FDA warns of heart attack, stroke risk associated with NSAIDs

After reviewing safety data, the FDA announced on July 9 that prescription non-aspirin nonsteroidal anti-inflammatory drugs (NSAIDs) increase the risk of heart attack, heart failure and stroke. NSAIDs such as ibuprofen, naproxen, diclofenac and celecoxib are commonly used to treat pain, inflammation and fever.

Labels for NSAIDs will be updated to include warnings that the risk of heart attack or stroke can occur within a few weeks of taking the medications and that the risk may be increased with higher doses. The FDA said it would also request labeling changes for over-the-counter non-prescription NSAIDs such as Advil, Motrin and Aleve.

“There is no period of use shown to be without risk,” Judy Racoosin, MD, deputy director of the FDA’s Division of Anesthesia, Analgesia, and Addiction Products, said in a news release.

The labels will indicate the risks occur in patients with or without heart disease or risk factors for heart disease, although people with cardiovascular disease are at the greatest risk for adverse events associated with NSAIDs. Further, the FDA found that patients who received NSAIDs after a first heart attack were more likely to die compared with patients who were not prescribed NSAIDs after a heart attack.

Extracted records |
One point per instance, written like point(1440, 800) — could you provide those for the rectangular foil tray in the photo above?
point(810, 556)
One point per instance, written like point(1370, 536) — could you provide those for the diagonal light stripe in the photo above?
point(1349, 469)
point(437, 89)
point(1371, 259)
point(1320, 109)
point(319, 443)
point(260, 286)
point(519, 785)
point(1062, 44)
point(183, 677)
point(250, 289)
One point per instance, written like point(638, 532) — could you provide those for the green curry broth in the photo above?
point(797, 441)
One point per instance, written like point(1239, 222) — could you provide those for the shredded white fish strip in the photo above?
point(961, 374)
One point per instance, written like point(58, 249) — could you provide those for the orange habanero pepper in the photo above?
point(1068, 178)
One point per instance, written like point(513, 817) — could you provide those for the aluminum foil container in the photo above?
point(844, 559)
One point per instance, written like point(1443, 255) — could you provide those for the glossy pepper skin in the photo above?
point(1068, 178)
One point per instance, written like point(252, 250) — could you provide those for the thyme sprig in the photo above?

What to do | Decide whether each of the following statements agrees with the NSAID warning article above. Answer yes or no for each, and quote the article's deciding words. 1. The article says the added heart attack and stroke risk applies only to patients who already have heart disease. 2. The FDA said it would seek labeling changes for over-the-counter NSAIDs as well. 3. The updated labels will warn that the risk may be increased with higher doses.

Exercise output |
1. No: "the risks occur in patients with or without heart disease or risk factors for heart disease"
2. Yes: "The FDA said it would also request labeling changes for over-the-counter non-prescription NSAIDs such as Advil, Motrin and Aleve."
3. Yes: "the risk may be increased with higher doses"